Yazılı görev: Yapay zeka zirvesini anlatan metne göre Türkiye, yapay zeka alanındaki bilimsel yayın sayısında dünyada kaçıncı sırada?

Sağlanan metin:
◇ ◇ ◇ ◇ ◇ ◇ ◇

Sanayi ve Teknoloji Bakanı Mehmet Fatih Kacır, yerli ve özgün yeni yapay zeka modellerinin doğmasını sağlayacak girişimleri, somut adımlarla desteklemeye devam edeceklerini ifade ederek, “Türkiye'nin yapay zeka alanında söz sahibi ülkelerden olması adına, stratejik hamlelerimizi kararlılıkla sürdüreceğiz. Bu alanda bilimsel yayın sayısında dünyada 16. sıradayız ve bu alanda hızla ilk 10 ülke arasına girmeyi sağlayacağız. Güçlü teknoloji geliştirme altyapımız ve nitelikli insan kaynağımızla, yapay zekanın etik değerler doğrultusunda ilerlemesini savunmaya devam edeceğiz." dedi.
Bakan Kacır, Yapay Zeka Politikaları Derneği (AIPA) tarafından, Cumhurbaşkanı Yardımcısı Cevdet Yılmaz'ın katılımıyla düzenlenen, "AI Tomorrow Summit 2025" etkinliğine katıldı.

◇ ◇ ◇ ◇ ◇ ◇ ◇

Verilen kayıtlar:
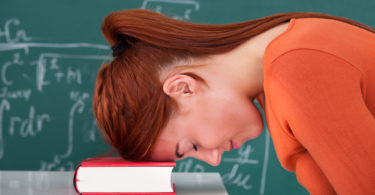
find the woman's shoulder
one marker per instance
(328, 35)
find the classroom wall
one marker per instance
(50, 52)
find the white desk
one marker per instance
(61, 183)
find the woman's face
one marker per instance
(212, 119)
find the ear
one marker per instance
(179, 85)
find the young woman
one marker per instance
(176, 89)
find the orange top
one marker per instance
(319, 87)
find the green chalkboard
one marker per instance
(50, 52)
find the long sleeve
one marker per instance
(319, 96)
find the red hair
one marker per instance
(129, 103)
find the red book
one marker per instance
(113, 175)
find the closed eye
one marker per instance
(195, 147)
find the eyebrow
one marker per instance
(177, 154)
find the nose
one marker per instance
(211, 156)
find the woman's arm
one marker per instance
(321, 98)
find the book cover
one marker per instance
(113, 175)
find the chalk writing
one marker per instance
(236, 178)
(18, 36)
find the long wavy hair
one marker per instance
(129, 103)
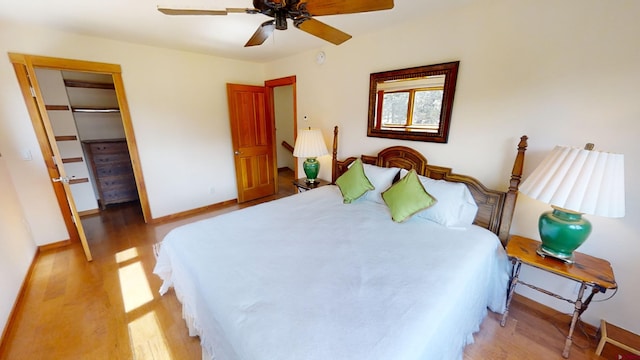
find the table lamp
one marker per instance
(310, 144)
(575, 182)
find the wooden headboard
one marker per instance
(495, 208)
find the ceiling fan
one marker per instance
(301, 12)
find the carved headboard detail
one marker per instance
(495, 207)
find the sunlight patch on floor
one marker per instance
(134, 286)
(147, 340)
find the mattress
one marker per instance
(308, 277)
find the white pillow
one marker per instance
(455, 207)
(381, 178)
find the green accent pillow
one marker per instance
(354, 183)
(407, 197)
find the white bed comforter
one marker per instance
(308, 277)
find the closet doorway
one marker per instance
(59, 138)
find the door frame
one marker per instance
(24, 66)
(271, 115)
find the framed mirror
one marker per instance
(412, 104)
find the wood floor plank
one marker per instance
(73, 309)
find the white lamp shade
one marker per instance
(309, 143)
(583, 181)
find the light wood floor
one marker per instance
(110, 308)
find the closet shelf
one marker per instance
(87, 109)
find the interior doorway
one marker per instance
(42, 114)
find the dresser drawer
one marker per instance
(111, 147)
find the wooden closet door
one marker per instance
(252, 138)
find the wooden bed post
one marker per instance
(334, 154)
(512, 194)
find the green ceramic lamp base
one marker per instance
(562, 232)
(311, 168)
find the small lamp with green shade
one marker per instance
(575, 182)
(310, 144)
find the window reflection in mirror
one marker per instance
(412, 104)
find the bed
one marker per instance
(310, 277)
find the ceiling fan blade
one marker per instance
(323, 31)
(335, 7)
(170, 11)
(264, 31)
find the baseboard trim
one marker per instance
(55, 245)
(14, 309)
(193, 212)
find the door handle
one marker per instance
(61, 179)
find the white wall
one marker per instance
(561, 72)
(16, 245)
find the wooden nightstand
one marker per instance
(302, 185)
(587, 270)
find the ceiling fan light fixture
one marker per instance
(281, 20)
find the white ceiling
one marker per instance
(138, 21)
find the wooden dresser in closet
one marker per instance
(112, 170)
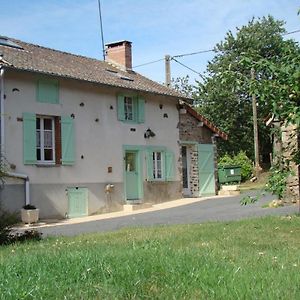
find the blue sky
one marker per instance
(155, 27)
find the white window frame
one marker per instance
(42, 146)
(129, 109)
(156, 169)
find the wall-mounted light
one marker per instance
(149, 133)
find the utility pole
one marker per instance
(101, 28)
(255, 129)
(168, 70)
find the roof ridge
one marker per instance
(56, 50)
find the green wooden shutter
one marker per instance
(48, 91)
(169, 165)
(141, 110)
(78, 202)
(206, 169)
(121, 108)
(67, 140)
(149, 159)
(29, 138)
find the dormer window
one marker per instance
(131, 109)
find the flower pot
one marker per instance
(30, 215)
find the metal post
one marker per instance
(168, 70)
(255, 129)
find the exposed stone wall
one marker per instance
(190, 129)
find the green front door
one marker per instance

◇ ◇ ◇ ◇ ◇ ◇ ◇

Alıştırma cevabı: Türkiye bu alanda dünyada 16. sırada.